__Source passage__.
== == ==

Welcome to the favelas of Brazil, places where basic utilities are unreliable or non-existent and police only patrol in armed platoons—the kinds of places that definitely don’t show up in any travel brochures. Set during the 1960s, ’70s, and ’80s, the movie’s drug dealers and petty thieves rise and fall; only the location remains constant.

The story is told through the eyes of Rocket, who grows from boy (Otavio) to man (Rodrigues) during the course of the film. Rocket has enough sense to want a life as a photographer rather than following in his brother’s footsteps to a life of petty crime and untimely demise. Rocket watches as his bloodthirsty peer Li’l Dice (Silva) grows up to be an even more bloodthirsty young man known as Li’l Ze (Firmino da Hora). Li’l Ze kills his way to the top of the drug trade in the ’70s, establishing himself as the de facto leader of the city. In the last act Li’l Ze antagonizes rival drug lord Carrot (Nachtergaele) and former soldier Knockout Ned (Jorge), overextending his resources and starting a street war with an army of children as the foot soldiers.

Fernando Meirelles is smart enough not to let Rocket’s story ever eclipse the events taking place in the city. His cast is handpicked from the children from the favelas and shot on location with the permission of local community “leaders.” This helps keep the movie grounded and removes doubt of any embellishments on the director’s part. The young child actors play their parts, shooting each other and robbing everyone else with zeal. When one boy, desperate for gang membership, proclaims, “I smoke, I snort, I’ve killed and robbed. I’m a man!” he says it with such conviction that it raises the question of exactly how much acting is going on. Meirelles also uses hand-held cameras to keep with that urban feel, but this trick does not work to the film’s advantage.

Think Goodfellas without the glamour and you have City Of God. When Li’l Ze is on top of the world as undisputed king of the city he still doesn’t own a car, can’t afford to move out, and is unable to operate a camera. Li’l Ze is very much a star in hell during the idyllic ’70s, but he, Rocket, and the rest of the characters seem to forget this. The characters and Li’l Ze especially are at the highest plane of Dante’s Inferno, preparing to transcend their demonic origins. When the gang war starts, everyone is snapped back to the reality that God abandoned this city long ago. The characters begin their descent into bottomless perdition.

The novelty of the location is only half of the appeal of City Of God. The other half comes from its large cast of characters whose stories are inextricably bound to the city. All walks of life get examined, from lowly street couriers and drug addicts to the mighty drug kingpins and yes, even the hopeless innocents who just want to go about their business. Toward the finale the film treads dangerously close to cliché, but it only serves to remind us that these sayings bear a kernel of truth. We are constantly warned of the inescapable conclusion to a life of crime and Knockout Ned is an embodiment of a man consumed by rage. In the end the war is over and a new gang of kids is in charge, but we know that it won’t be long before another group of still younger children makes a play for power, creating another chapter in the unending cycle of violence. City Of God is disturbing, but it tells a story worth telling, making it easy to recommend and impossible to forget.

== == ==

__Provided data__.
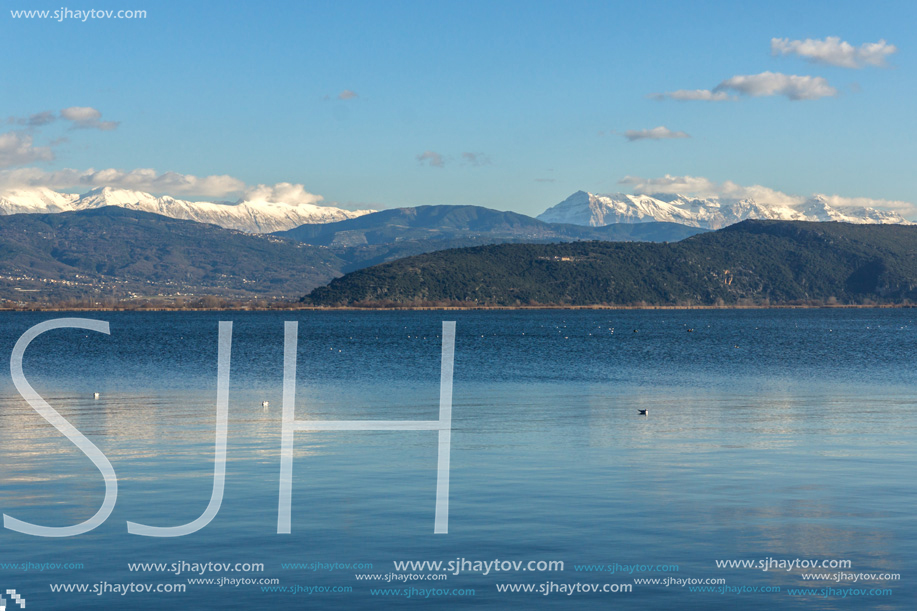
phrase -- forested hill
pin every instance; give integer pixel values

== == ==

__Stated exercise__. In the City of God review, what does the director gain by casting children from the favelas and shooting on location? Answer in one to three sentences. The material plays no part in what comes next.

__Full answer__. Casting children from the favelas and filming on location with the permission of local community "leaders" keeps the movie grounded. It also removes doubt that the director embellished anything.